● **What you should do**: Count the lines of the records below that contain the string "wiper". Reply with the number alone.

● **Available data**:

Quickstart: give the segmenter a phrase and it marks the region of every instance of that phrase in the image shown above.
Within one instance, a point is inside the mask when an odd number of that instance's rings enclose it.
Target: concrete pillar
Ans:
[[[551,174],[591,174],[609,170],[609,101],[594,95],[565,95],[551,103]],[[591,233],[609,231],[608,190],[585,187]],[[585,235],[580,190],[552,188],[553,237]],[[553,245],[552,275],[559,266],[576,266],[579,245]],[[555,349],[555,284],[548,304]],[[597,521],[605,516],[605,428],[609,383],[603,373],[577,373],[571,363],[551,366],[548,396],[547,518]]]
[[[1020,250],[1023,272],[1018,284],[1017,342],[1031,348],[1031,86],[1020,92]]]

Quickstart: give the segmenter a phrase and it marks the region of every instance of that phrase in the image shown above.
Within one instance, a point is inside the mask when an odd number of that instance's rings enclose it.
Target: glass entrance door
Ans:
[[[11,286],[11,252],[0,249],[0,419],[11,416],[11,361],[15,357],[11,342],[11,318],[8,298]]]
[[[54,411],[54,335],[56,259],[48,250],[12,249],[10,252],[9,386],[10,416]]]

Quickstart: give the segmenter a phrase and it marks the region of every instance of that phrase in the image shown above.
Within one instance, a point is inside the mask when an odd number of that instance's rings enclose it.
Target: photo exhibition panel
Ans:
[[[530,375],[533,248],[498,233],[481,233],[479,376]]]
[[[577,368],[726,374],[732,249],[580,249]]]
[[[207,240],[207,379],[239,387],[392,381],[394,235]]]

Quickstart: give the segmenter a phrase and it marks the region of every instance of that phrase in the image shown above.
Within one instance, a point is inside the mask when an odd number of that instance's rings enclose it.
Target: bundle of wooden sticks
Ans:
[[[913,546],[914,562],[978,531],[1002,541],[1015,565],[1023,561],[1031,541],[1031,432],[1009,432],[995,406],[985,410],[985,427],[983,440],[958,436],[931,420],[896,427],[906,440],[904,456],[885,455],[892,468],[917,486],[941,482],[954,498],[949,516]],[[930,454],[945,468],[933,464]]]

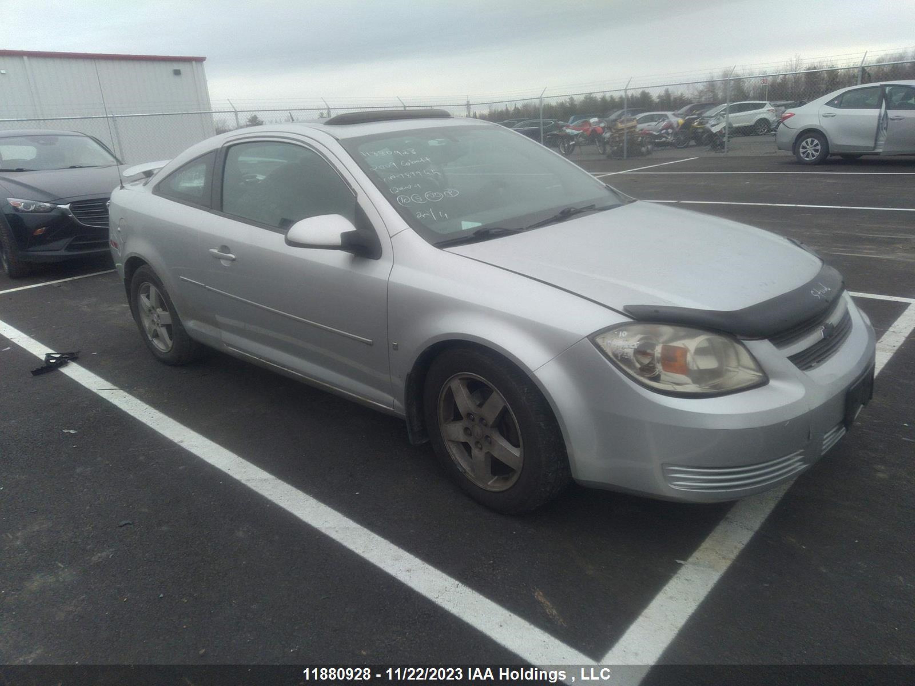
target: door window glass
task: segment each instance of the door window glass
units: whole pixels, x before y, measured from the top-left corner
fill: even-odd
[[[910,86],[887,87],[888,110],[915,110],[915,88]]]
[[[178,202],[210,207],[215,158],[213,152],[178,167],[156,185],[155,193]]]
[[[876,110],[880,106],[880,87],[858,88],[848,91],[827,102],[843,110]]]
[[[242,143],[229,148],[222,211],[286,230],[300,220],[339,214],[355,220],[356,198],[321,155],[290,143]]]

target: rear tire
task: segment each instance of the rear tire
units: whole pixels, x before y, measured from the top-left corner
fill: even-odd
[[[472,348],[446,350],[429,368],[423,404],[442,466],[477,502],[506,514],[529,512],[570,482],[549,403],[504,358]]]
[[[0,270],[11,279],[21,279],[32,271],[32,265],[19,259],[19,250],[13,231],[0,219]]]
[[[148,265],[137,269],[130,281],[130,310],[140,338],[160,362],[188,364],[203,352],[203,346],[188,336],[168,292]]]
[[[802,165],[820,165],[829,156],[829,144],[823,134],[812,131],[794,144],[794,157]]]

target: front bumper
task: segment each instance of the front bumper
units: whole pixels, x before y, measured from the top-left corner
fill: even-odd
[[[107,201],[107,198],[89,199]],[[54,263],[108,252],[107,215],[93,217],[92,224],[87,224],[70,208],[59,206],[51,212],[16,212],[8,205],[3,208],[3,219],[12,231],[20,260]]]
[[[846,391],[874,364],[873,328],[844,297],[852,330],[833,357],[802,371],[770,341],[746,341],[770,382],[730,395],[654,393],[588,339],[541,367],[535,375],[556,411],[576,480],[716,502],[767,490],[811,466],[845,434]]]

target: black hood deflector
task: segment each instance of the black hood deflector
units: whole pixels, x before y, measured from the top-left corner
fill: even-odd
[[[640,322],[679,324],[724,331],[738,338],[770,338],[826,313],[845,290],[835,269],[824,264],[811,281],[793,291],[741,310],[727,312],[656,305],[627,305],[623,311]]]

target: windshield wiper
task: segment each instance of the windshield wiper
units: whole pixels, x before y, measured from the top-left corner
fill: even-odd
[[[465,234],[463,236],[458,236],[458,238],[449,238],[446,241],[439,241],[436,243],[438,248],[447,248],[449,245],[463,245],[465,243],[476,243],[479,241],[486,241],[490,238],[498,238],[499,236],[508,236],[511,233],[521,233],[526,230],[525,229],[510,229],[504,226],[484,226],[481,229]]]
[[[525,226],[525,230],[527,229],[539,229],[542,226],[546,226],[547,224],[554,224],[557,221],[565,221],[570,217],[575,217],[576,214],[582,214],[584,212],[601,212],[604,209],[612,209],[613,208],[619,207],[619,205],[607,205],[604,207],[597,207],[597,205],[585,205],[580,208],[563,208],[558,212],[556,212],[552,217],[548,217],[545,220],[541,220],[540,221],[535,221],[533,224]]]

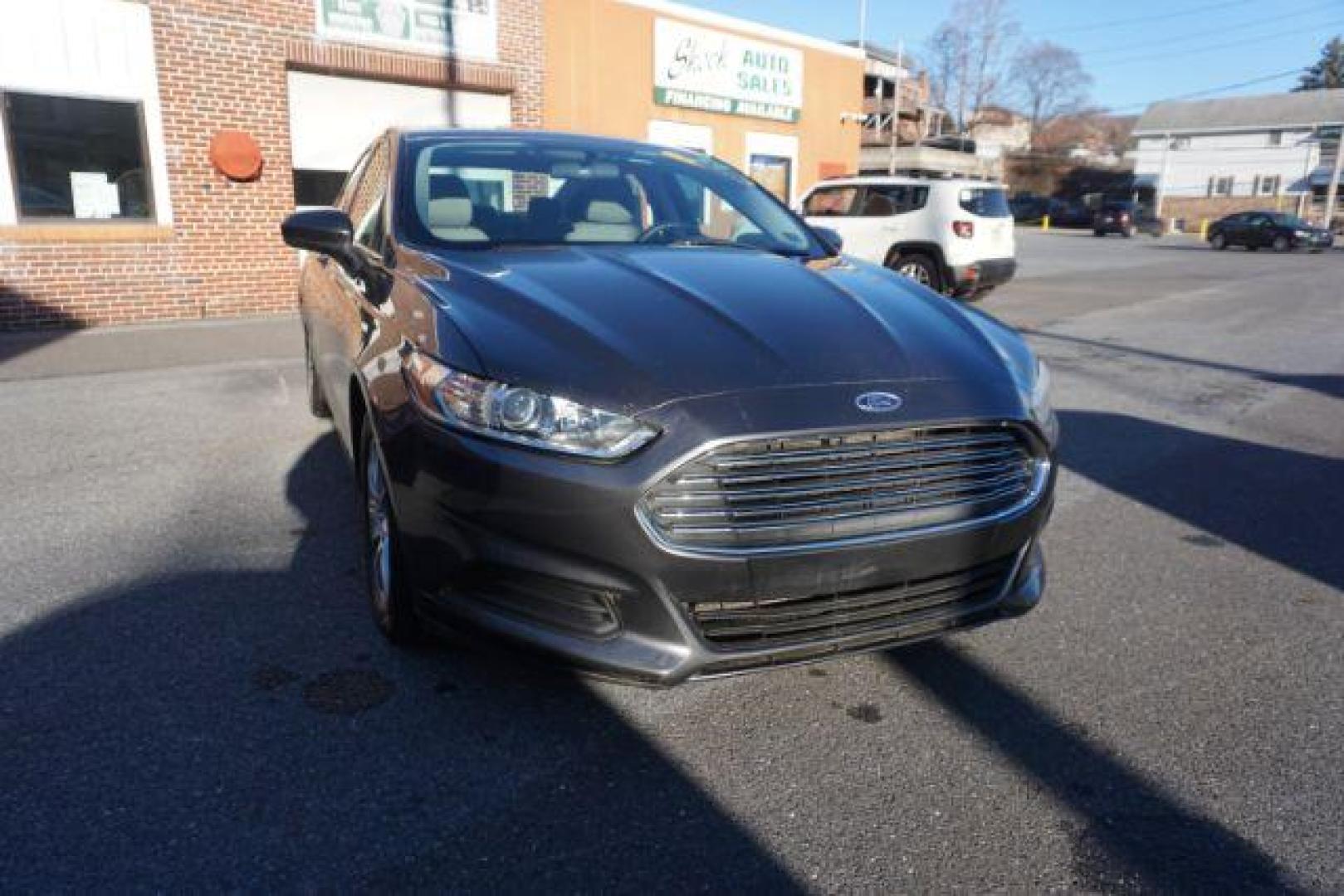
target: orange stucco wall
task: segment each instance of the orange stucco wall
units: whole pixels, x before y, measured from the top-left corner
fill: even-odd
[[[863,107],[863,60],[805,44],[655,12],[620,0],[544,4],[543,122],[551,130],[648,140],[655,120],[714,129],[714,154],[746,169],[747,133],[798,138],[793,193],[820,177],[859,169],[860,125],[843,121]],[[797,122],[663,106],[653,101],[653,23],[659,17],[788,46],[804,55]]]

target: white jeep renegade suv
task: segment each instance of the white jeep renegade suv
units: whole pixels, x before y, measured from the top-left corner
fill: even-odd
[[[847,254],[939,293],[978,298],[1017,270],[1003,184],[843,177],[813,187],[801,206],[809,224],[840,234]]]

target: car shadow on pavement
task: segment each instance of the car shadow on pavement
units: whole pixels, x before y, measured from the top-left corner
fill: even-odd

● **Solution to this problem**: 2